Records from a dataset
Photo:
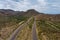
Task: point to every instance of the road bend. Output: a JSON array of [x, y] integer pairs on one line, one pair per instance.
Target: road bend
[[14, 34], [34, 34]]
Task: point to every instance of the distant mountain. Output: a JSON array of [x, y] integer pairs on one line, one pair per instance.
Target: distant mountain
[[9, 12], [29, 13]]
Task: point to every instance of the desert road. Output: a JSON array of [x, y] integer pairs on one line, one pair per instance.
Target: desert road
[[34, 34]]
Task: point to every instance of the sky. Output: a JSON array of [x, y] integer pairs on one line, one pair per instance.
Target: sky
[[44, 6]]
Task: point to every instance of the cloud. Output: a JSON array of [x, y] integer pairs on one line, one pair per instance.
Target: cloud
[[39, 5]]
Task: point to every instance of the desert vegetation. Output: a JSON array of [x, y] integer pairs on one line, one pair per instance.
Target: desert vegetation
[[48, 30]]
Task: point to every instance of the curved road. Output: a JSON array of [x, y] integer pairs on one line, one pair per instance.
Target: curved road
[[34, 34]]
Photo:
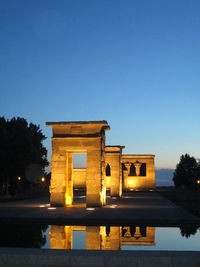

## Task goal
Rewrite all of the records above as a numbered list, one line per item, skipping any blank lines. Leave the pictures out of your answer.

## Response to this exercise
1. Photo:
2. Task: point to every instance of the road bend. Output: a JSON array of [x, y] integer pairs on one line, one pair per instance.
3. Target: road bend
4. [[14, 34], [34, 34]]
5. Task: point to every instance of the distant mountain. Output: a JSON array of [x, y] integer pairs on one line, one pair per instance.
6. Target: distant mountain
7. [[9, 12], [29, 13]]
8. Task: point to every instance of the desert road. Output: a JSON array of [x, y] integer pairs on one line, one pair per instance.
9. Target: desert road
10. [[34, 34]]
11. Task: point to every instance of the sky. Output: a JSON array of [x, y] integer pairs on one line, one pair per instance.
12. Target: sky
13. [[44, 6]]
14. Task: point to every instance of the cloud. Output: a JSON array of [x, y] integer pairs on one line, one pair per instance.
15. Target: cloud
16. [[39, 5]]
17. Task: point to every instance of the desert vegetation. Output: a JSON array of [x, y] integer pairs on one line, one pair per instance.
18. Target: desert vegetation
19. [[48, 30]]
20. Task: point to every instance of the curved road. Output: a JSON array of [x, y] integer pairs on one line, one pair per instance.
21. Target: curved road
22. [[34, 34]]
23. Photo:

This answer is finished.